**TEXT EXCERPT:**
•••
8 Conclusion and Future Work

In the last decade several IR-based tools have been proposed to support the software engineer during the link identification. Unfortunately, the authors of previous works concentrate on evaluating the accuracy of the automated tool on software repositories of completed projects. Indeed, a typical tracing process requires a human analyst to make final decisions. Thus, studying human decision-making when working with automated traceability tools is needed in order to predict the actual benefits of IR-based traceability recovery tools.

This paper reported the results of two controlled experiments aimed at investigating the benefits of the LSI-based traceability recovery tool of ADAMS (De Lucia et al. 2007b, 2008). The experimentation involved master students with different levels of experience in two traceability tasks (with and without the use of the tool). Having different groups of subjects allowed us to analyse the reaction of different categories of users when they use a traceability recovery tool. We also discriminated subjects of both experiments according to the respective level of ability, with the purpose of testing the hypothesis that this is also a relevant influencing factor that should be taken into account when adopting such kinds of tools.

The achieved results demonstrate that the tool significantly reduces the time spent by the software engineer to trace links. Moreover, the comparative analysis of the results of both the experiments demonstrates that the use of a traceability recovery tool in general improves the tracing accuracy of a software engineer. In particular, the tool helps software engineer with low ability to achieve similar tracing accuracy as software engineers with high ability. Finally, we also observed that experts are able to trace more correct links using the tool but they also make more tracing errors than software engineers with a low level of experience. The analysis of the results also provided us with a number of lessons learned that can be used to establish the baseline expectations and a roadmap for testing the work of human experts with traceability tools. Moreover, they also highlight the possible outside influences (such as specific analyst characteristics) on the results of analyst work. Summarising, the achieved results could be used by researchers in order to improve the support given by a traceability recovery tool based on an IR technique during the link identification; and by a project manager in order to evaluate the possibility of adopting the tool within his/her own organisation, depending on the skills of the involved human resources.
•••
**SUPPLIED ENTRIES:**
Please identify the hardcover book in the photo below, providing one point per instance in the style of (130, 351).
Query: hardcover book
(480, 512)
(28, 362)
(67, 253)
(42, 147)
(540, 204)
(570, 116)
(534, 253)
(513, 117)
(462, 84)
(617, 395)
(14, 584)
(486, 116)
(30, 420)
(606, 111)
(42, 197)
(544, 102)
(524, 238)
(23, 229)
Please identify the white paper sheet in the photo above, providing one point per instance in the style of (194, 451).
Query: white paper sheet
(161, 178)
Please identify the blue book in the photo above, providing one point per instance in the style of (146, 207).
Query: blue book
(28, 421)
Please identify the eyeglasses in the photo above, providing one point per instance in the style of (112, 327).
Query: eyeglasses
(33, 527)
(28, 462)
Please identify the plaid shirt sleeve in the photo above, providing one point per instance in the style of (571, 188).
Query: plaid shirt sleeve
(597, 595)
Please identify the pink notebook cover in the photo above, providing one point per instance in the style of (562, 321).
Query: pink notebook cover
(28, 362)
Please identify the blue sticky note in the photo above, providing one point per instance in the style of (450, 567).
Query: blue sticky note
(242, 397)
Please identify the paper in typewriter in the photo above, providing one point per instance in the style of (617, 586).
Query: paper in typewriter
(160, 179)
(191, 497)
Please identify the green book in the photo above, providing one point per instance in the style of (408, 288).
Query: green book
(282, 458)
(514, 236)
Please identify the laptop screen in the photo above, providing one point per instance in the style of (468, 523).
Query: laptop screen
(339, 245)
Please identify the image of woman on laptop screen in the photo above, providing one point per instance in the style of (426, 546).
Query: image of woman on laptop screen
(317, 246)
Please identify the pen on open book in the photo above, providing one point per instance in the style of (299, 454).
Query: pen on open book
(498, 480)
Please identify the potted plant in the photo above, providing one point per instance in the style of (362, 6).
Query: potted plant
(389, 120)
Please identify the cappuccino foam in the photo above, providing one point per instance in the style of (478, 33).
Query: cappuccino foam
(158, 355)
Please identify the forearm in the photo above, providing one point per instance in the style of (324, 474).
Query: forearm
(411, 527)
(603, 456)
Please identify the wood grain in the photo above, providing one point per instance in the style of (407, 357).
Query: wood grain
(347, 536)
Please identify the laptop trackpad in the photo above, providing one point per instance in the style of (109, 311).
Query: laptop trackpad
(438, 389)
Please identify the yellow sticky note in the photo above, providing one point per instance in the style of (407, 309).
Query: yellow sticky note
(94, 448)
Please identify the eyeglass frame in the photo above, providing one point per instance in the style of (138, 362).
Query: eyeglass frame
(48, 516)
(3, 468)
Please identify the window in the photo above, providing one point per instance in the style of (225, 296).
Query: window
•••
**WRITTEN TASKS:**
[a] According to the conclusion, who took part in the experiments?
[b] Based on the conclusion, answer yes or no to each statement and quote the words that decide it. (i) Using the tool cuts the time needed to trace links. (ii) With the tool, experts make fewer tracing errors than less experienced software engineers. (iii) The tool studied is based on LSI.
The listing comes from a different source than the conclusion.

**CORRECT ANSWERS:**
[a] Master students with different levels of experience.

[b]
(i) Yes: "the tool significantly reduces the time spent by the software engineer to trace links"
(ii) No: "they also make more tracing errors than software engineers with a low level of experience"
(iii) Yes: "the LSI-based traceability recovery tool of ADAMS"